(CONSIGNE A)
Indiquez combien de lignes des enregistrements contiennent le mot « distant ». Donnez seulement le nombre.

•••••

On peut donc distinguer : - Des mouvements laïcs, ou sans
références religieuses, mais intervenant dans de milieux
culturellement musulmans ou majoritairement musulmans tels que la
Fédération des tunisiens citoyens de deux rives (FTCR),
l'Association des travailleurs maghrébins en France (ATMF)
ou l'Association citoyenne des originaires de Turquie (ACORT) et
dans une autre configuration le Mouvement de l'Immigration et des
Banlieues (MIB). - Un Islam politique très large, c'est à
dire des musulmans qui tirent de l'Islam les fondements de leurs
interventions sociales et politiques. Les principales organisations
musulmanes françaises dont nous allons parler ci dessous
peuvent être classées dans cette catégorie.
- Au sein de cet islam politique ce que nous appellerons l'Islamisme
qui tend à confondre sphère religieuse et sociale,
et en tout cas procéder toute son action du message religieux
et se réclame souvent du Salafisme. L'influence islamiste
existe au sein des grandes organisations de l'Islam politique français.

•••••

(CONSIGNE B)
Veuillez indiquer, d'après l'extrait du document, de quoi l'Islamisme se réclame souvent.

(LIGNES D'ENTRÉE)
•••••

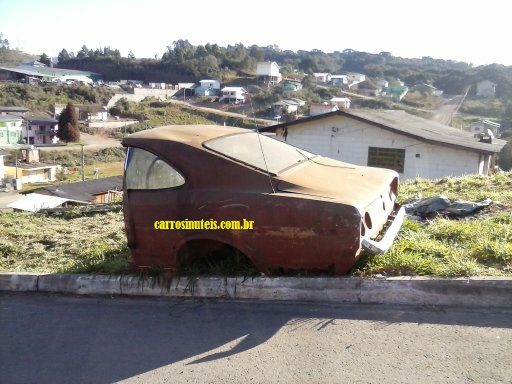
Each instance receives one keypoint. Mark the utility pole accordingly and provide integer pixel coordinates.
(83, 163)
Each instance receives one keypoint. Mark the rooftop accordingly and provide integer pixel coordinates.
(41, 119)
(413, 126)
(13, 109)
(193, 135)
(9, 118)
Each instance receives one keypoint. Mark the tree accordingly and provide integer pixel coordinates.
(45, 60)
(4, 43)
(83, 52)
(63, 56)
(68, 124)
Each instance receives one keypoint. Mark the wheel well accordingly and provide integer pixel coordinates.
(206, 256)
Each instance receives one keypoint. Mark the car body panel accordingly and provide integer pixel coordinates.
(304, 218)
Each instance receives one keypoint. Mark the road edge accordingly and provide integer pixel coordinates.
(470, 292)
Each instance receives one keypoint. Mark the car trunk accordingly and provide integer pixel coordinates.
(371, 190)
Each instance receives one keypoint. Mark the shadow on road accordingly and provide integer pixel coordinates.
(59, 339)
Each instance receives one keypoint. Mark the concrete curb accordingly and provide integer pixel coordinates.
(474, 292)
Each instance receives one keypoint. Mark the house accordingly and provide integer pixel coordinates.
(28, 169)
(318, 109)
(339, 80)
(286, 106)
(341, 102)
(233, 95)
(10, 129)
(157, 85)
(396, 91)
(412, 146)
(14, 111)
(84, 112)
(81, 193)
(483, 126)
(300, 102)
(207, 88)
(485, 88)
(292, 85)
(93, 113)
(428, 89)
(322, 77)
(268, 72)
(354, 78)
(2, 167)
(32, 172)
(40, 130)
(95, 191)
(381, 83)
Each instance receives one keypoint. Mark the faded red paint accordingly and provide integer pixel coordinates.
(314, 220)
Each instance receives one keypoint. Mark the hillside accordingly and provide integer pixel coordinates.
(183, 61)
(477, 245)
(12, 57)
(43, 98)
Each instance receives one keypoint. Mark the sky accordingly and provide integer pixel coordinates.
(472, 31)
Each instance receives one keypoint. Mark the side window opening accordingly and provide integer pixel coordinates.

•••••

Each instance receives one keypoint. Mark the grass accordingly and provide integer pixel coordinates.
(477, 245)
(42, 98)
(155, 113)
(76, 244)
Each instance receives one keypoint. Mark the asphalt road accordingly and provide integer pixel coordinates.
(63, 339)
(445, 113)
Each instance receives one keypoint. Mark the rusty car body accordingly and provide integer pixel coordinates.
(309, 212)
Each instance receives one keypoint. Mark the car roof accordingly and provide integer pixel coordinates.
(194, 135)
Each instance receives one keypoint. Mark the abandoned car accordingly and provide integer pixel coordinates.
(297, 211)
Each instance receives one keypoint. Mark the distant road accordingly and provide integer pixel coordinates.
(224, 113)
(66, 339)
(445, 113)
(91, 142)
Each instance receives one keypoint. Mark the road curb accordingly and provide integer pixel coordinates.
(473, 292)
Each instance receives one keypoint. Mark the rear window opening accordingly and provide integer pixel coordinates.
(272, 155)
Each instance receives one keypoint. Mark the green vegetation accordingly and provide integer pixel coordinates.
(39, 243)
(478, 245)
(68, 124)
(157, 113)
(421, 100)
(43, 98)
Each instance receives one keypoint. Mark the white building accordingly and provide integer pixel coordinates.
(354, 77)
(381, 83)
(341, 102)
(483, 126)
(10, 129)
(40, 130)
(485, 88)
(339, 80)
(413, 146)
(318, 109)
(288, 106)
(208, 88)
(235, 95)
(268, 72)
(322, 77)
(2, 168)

•••••

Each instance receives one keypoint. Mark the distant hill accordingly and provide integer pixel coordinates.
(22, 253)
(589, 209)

•••••

(CORRIGÉ DE L'EXERCICE A)
2

(CORRIGÉ DE L'EXERCICE B)
Du Salafisme.